• Document text:
◇ ◇ ◇ ◇
Again, this is not a proposal, a contribution to a WG, or an
assumption that a WG will be formed (or by what mechanism).  It
is just a contribution to give people an idea of what we are up
against, and what at least some of the outstanding issues are,
to consider if there is a proposal to move forward [...]

One outstanding defect in 5321 is still present in the bis draft:

  
https://tools.ietf.org/html/draft-klensin-rfc5321bis-01.html#section-4.5.3.1.10

   RFC 821 [8] incorrectly listed the error where an SMTP server
   exhausts its implementation limit on the number of RCPT commands
   ("too many recipients") as having reply code 552.  The correct reply
   code for this condition is 452.  Clients SHOULD treat a 552 code in
   this case as a temporary, rather than permanent, failure so the logic
   below works.

while at the same time:

  https://tools.ietf.org/html/draft-klensin-rfc5321bis-01.html#appendix-G

   o  Revised the reply code sections to add new 521 and 556 codes,
      clarify relationships, and be explicit about the requirement for
      clients to rely on first digits rather than the sequences in
      Section 4.3.2.
      ...
◇ ◇ ◇ ◇
• What is asked:
(1) Reproduce the passage of the message on the RFC 5321bis draft that begins at the words "while at the" and stops after "Section 4.3.2.", substituting "leading digits" for "first digits".
(2) Extend the message on the RFC 5321bis draft, picking up after its final line.

Location identification entries
◇ ◇ ◇ ◇
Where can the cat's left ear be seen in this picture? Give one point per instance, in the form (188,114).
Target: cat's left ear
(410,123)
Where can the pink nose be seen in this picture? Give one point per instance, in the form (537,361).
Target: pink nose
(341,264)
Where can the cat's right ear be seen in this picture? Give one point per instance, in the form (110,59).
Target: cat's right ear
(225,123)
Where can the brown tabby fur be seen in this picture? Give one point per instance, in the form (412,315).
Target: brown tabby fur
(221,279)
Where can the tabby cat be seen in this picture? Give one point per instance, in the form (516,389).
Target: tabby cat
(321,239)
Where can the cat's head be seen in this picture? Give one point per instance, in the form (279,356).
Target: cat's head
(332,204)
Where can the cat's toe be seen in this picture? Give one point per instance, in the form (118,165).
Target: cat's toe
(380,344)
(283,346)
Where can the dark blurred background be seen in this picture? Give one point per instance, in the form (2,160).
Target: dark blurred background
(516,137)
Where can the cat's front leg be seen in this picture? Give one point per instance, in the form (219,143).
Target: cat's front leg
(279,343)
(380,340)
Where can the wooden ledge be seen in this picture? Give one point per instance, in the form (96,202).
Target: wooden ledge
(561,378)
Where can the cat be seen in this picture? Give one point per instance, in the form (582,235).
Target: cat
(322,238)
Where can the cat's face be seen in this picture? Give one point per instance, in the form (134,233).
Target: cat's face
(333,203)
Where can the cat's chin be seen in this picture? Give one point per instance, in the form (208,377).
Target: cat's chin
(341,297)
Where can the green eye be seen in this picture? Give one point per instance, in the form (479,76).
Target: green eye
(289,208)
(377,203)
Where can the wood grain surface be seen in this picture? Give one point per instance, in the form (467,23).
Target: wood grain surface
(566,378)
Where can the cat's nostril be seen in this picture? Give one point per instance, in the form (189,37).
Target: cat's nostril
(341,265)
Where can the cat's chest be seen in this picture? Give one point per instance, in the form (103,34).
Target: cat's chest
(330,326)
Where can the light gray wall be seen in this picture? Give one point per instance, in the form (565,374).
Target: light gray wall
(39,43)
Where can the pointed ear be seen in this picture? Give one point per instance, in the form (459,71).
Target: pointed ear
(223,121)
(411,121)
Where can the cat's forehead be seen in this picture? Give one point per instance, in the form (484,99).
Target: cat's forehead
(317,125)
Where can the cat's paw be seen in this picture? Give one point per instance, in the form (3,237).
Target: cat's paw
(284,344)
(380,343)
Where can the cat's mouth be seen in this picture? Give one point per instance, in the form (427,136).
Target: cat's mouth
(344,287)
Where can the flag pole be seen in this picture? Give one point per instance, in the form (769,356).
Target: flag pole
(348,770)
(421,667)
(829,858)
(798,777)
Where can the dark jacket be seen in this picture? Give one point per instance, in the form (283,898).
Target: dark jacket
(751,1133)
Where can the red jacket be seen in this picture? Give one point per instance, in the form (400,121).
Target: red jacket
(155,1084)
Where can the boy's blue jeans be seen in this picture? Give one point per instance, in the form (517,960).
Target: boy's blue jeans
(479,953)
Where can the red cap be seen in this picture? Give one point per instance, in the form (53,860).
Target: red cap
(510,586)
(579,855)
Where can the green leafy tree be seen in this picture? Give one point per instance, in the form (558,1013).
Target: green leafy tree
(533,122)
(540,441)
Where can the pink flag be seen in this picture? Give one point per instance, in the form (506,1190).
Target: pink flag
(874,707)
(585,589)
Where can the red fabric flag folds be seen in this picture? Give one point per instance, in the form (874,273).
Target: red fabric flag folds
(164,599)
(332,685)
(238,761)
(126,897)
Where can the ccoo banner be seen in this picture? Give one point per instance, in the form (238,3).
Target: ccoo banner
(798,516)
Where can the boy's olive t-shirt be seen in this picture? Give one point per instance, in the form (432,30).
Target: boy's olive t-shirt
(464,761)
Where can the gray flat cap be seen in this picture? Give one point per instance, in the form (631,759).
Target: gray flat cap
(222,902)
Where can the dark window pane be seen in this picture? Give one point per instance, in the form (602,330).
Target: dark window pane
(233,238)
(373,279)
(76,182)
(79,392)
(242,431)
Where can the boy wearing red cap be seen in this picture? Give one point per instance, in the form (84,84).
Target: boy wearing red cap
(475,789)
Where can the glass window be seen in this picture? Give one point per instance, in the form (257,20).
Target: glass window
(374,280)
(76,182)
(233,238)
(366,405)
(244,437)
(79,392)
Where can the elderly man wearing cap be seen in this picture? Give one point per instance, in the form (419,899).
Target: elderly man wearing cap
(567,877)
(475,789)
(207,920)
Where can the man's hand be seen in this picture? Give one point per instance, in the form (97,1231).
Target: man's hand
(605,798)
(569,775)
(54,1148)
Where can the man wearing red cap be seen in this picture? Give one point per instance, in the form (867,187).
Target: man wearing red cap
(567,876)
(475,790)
◇ ◇ ◇ ◇
• Results of the tasks:
(1)
while at the same time:

  https://tools.ietf.org/html/draft-klensin-rfc5321bis-01.html#appendix-G

   o  Revised the reply code sections to add new 521 and 556 codes,
      clarify relationships, and be explicit about the requirement for
      clients to rely on leading digits rather than the sequences in
      Section 4.3.2.

(2)
   If an SMTP server has an implementation limit on the number of RCPT
   commands and this limit is exhausted, it MUST use a response code of
   452 (but the client SHOULD also be prepared for a 552, as noted
   above).

Indeed shortly after 5321 appeared Postfix briefly had code to treat
552 as 452, which caused sufficient breakage for that to be reverted
fairly quickly.  The document needs to be update to remove that mistake,
and the onus for any behaviour changes is on any remaining (likely none)
MTAs that still some decades later return the wrong error code for
"too many recipients".

I don't know whether it is worth mentioning that in the same section
we have:

   When a conforming SMTP server encounters this condition, it has at
   least 100 successful RCPT commands in its recipient buffer.  If the
   server is able to accept the message, then at least these 100
   addresses will be removed from the SMTP client's queue.  When the
   client attempts retransmission of those addresses that received 452
   responses, at least 100 of these will be able to fit in the SMTP
   server's recipient buffer.  Each retransmission attempt that is able
   to deliver anything will be able to dispose of at least 100 of these
   recipients.

Which I heartily endorse, but it sadly does not match today's reality
very well.  The "too big to fail" cloud email providers have taken the
liberty to flout the requirement to accept at least 100 valid recipients
per envelope, and senders have had to hand-tune ad-hoc limits.  I don't
know what, if anything can or should be done here to reconcile theory vs.
practice. :-(

-- 
        Viktor.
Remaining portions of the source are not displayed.